→ **TASK PROMPT**
Rewrite the lines of the listing beginning with the line containing "Check that every instance of the green" and ending with the line containing "[[91, 230]]" as a JSON list of strings, one string per line, with blank lines omitted.

→ **MATERIAL TO PROCESS**
^^^^^^^^
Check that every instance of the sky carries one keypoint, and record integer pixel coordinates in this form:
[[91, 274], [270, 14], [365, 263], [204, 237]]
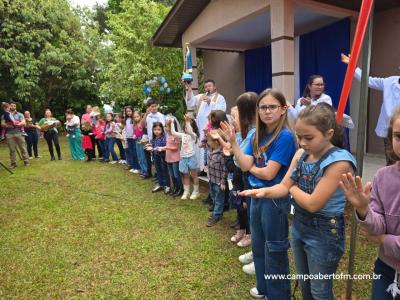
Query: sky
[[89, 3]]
^^^^^^^^
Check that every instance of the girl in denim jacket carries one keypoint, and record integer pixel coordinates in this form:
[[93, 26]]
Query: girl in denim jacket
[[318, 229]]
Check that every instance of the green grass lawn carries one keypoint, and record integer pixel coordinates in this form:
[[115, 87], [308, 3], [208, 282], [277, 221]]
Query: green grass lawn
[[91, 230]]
^^^^^^^^
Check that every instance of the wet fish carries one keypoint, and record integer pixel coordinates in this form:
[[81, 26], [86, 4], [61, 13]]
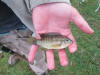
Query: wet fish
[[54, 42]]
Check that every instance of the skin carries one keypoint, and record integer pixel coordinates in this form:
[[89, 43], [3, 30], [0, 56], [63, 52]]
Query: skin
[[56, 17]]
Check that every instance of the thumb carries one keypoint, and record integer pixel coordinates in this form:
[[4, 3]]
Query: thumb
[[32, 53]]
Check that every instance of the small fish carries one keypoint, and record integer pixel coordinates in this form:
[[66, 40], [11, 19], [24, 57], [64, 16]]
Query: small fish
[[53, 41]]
^^^^^^^^
→ **EXPECTED ANSWER**
[
  "Check that every instance of the green grass lawn carries one keypoint, and record integer pixel coordinates in this form:",
  "[[115, 87], [308, 3], [208, 282], [277, 221]]",
  "Query: green grass lawn",
  "[[91, 230]]"
]